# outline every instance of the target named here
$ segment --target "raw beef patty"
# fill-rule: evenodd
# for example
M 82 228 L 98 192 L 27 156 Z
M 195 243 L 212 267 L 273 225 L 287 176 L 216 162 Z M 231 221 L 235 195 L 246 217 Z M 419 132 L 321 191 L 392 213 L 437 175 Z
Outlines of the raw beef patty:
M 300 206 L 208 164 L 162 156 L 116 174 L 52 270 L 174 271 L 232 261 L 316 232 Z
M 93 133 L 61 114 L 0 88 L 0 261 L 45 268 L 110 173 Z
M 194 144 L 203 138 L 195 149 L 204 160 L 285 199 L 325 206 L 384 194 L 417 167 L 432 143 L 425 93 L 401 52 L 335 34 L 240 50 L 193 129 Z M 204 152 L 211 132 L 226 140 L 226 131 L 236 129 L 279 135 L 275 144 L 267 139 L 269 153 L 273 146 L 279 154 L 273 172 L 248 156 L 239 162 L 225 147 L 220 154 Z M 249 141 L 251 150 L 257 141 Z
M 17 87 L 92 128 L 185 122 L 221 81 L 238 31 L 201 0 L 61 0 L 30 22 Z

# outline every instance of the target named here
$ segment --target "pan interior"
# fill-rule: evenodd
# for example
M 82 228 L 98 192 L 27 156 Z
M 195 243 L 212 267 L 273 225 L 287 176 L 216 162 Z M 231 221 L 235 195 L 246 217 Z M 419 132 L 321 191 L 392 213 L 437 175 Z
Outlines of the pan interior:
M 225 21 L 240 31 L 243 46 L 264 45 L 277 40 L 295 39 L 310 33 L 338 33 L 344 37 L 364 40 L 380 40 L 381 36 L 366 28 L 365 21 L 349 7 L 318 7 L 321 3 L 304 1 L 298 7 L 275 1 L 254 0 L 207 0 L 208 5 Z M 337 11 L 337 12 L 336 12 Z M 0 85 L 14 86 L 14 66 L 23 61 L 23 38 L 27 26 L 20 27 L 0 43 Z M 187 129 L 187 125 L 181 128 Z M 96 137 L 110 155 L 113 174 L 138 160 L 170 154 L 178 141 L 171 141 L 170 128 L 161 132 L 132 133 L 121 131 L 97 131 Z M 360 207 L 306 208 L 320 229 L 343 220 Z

▶ **WHAT THE TASK ASKS**
A single number is expected: how many lines in the records contain the string "segment".

▶ **WRITTEN REPLY**
2